中学英語は2021年度、今の学習指導要領になってレベルが上がった。扱う単語の数は、以前は中学で1200語だった。今は小学校で600~700語、さらに中学でも1600~1800語に増えた。文法は現在完了進行形などが高校から中学に下りてきた。「話す力」を伸ばすことも求められている。
そんな今の中1が臨むテストの内容は…。ある広島市立中が昨年6月に前期中間テストで出した問題を見せてもらった。「How many sisters do you have?」といった質問に対して自分自身のことを英文で書かせるなど、中学で英語を学び始めた世代にすれば高度な問題が並ぶ。
■塾講師の75%が中1の定期テストが「難しくなった」と回答
難易度アップは全国的な流れのようだ。教育機関の支援事業を手がけるエデュケーショナルネットワーク(東京)が22年度、全国の塾講師に尋ねた調査では、440人中75・2%が中1の定期テストが「難しくなった」と回答。要因として単語や文を書く問題が増えたとみる意見が多かった。
━━━━━━━━━━
> **課題 A**: 中学英語に関する文章に出てくる、学習する単語の数を表す数値をすべて挙げてください。
> **課題 B**: 中学英語に関する文章を、最後の文に続けて書き進めてください。
これらの記録はここでは使用しません。

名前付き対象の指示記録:
━━━━━━━━━━
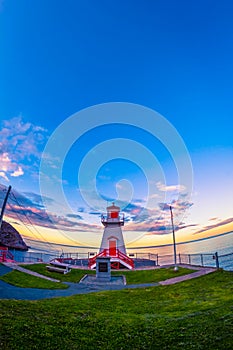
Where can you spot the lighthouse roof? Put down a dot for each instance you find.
(113, 207)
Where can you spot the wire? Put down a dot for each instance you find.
(29, 220)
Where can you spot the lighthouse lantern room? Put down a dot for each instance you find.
(112, 244)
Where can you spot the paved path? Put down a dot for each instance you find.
(8, 291)
(29, 272)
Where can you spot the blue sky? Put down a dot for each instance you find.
(174, 57)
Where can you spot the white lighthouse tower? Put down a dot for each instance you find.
(112, 244)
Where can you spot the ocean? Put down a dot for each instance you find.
(195, 252)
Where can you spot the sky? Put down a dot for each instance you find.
(117, 101)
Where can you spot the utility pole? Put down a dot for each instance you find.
(4, 205)
(174, 239)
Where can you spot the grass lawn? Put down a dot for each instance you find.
(24, 280)
(195, 314)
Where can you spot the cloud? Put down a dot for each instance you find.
(29, 210)
(3, 175)
(219, 224)
(20, 147)
(171, 188)
(18, 172)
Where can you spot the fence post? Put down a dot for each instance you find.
(179, 258)
(189, 259)
(201, 259)
(217, 261)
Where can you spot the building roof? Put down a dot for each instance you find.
(113, 207)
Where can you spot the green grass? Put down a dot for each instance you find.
(24, 280)
(195, 314)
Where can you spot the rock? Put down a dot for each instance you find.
(11, 238)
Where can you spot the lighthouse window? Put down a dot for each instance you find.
(103, 267)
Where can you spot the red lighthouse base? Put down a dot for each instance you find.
(118, 260)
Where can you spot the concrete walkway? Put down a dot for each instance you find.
(8, 291)
(14, 266)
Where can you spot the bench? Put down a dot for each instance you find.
(60, 269)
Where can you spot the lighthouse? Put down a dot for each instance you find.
(112, 244)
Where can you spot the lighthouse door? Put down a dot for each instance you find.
(112, 247)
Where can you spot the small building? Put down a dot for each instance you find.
(112, 244)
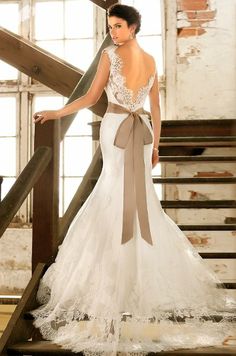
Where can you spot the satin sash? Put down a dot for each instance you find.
(132, 135)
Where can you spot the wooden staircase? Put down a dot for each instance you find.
(181, 141)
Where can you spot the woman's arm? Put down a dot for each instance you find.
(155, 111)
(87, 100)
(156, 118)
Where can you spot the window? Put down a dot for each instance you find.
(65, 28)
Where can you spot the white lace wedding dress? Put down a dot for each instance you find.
(146, 291)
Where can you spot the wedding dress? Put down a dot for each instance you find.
(124, 285)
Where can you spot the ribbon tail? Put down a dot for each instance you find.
(129, 192)
(139, 167)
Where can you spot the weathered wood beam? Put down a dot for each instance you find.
(83, 86)
(51, 70)
(18, 328)
(38, 63)
(46, 197)
(23, 185)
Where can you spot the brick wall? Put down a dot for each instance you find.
(192, 15)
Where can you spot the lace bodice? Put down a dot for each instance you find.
(116, 88)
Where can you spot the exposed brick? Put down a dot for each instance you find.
(197, 23)
(191, 14)
(187, 32)
(210, 14)
(192, 5)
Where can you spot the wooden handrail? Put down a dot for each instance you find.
(82, 88)
(1, 180)
(18, 328)
(23, 185)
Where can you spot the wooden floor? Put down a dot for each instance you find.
(48, 348)
(5, 314)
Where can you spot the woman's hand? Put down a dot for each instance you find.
(155, 158)
(43, 116)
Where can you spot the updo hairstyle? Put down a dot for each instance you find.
(127, 13)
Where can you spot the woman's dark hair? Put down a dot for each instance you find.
(127, 13)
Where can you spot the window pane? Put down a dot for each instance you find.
(77, 155)
(79, 52)
(8, 116)
(7, 72)
(9, 16)
(76, 11)
(70, 187)
(151, 16)
(53, 102)
(54, 47)
(159, 191)
(6, 185)
(80, 124)
(49, 20)
(8, 161)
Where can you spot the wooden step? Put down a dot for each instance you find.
(222, 227)
(38, 348)
(48, 348)
(203, 159)
(202, 141)
(194, 180)
(198, 204)
(9, 299)
(217, 254)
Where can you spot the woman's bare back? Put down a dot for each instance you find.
(137, 67)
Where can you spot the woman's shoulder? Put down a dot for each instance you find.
(109, 49)
(149, 58)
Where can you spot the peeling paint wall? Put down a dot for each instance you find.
(206, 59)
(203, 72)
(15, 260)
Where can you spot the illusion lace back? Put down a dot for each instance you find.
(105, 295)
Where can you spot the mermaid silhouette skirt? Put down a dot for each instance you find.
(107, 295)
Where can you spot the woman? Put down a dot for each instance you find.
(126, 278)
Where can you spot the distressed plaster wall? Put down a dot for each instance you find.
(206, 59)
(15, 260)
(201, 42)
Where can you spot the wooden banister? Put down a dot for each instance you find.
(23, 185)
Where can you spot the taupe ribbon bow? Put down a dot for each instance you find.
(132, 135)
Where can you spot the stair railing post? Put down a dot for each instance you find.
(46, 197)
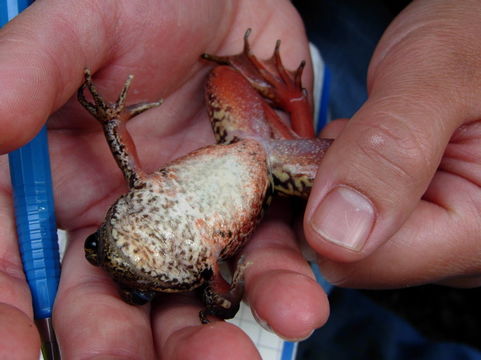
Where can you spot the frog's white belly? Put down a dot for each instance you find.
(199, 208)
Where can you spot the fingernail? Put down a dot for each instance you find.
(344, 217)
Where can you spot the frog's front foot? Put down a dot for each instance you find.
(105, 112)
(113, 118)
(136, 297)
(222, 300)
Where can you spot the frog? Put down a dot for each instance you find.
(175, 226)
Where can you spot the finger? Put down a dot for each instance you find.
(377, 170)
(180, 335)
(280, 286)
(437, 244)
(90, 319)
(18, 334)
(19, 338)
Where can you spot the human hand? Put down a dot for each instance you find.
(43, 54)
(401, 182)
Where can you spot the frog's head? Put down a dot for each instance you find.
(146, 250)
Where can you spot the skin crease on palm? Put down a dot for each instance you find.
(424, 83)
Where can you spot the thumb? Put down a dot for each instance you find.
(423, 84)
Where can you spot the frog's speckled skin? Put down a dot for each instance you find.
(170, 230)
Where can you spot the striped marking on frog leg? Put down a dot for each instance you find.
(235, 109)
(294, 163)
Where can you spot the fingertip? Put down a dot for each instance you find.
(293, 305)
(19, 338)
(217, 340)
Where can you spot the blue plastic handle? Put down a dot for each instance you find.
(35, 219)
(34, 207)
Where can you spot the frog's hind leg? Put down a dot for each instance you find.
(220, 298)
(283, 89)
(113, 118)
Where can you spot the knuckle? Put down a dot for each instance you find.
(396, 151)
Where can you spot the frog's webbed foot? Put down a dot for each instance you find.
(113, 117)
(221, 299)
(282, 88)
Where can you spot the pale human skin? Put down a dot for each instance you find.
(424, 83)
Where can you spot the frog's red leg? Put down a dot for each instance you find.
(283, 89)
(222, 299)
(113, 118)
(237, 110)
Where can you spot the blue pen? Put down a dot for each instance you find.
(35, 218)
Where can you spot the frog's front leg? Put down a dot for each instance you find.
(113, 118)
(222, 299)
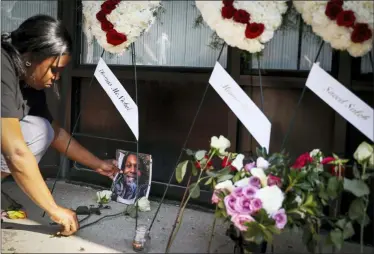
━━━━━━━━━━
> **解答 A**: 1200語、600~700語、1600~1800語

> **解答 B**:
毎日個別塾5―Days(広島市南区)で広島市北西部エリアのマネージャーを務める坂本慎弥さん(35)は、学習内容のボリュームアップに加え、小学校と中学校の学び方の違いにも課題を感じている。「小学校の授業は会話によるコミュニケーションが軸。それなのに読み書きも習ってきたように中学で授業が進んで戸惑ったり、テストで点を取りこぼしたりしてしまっている」と語る。
坂本さんは保護者に「まずは今の英語の難しさを知ってほしい」と訴える。親に叱られ、子どもが自信をなくすケースもあるからだ。「中1のつまずきなら立ち直れる。子どもが諦めてしまうのを避けなければいけない」と強調する。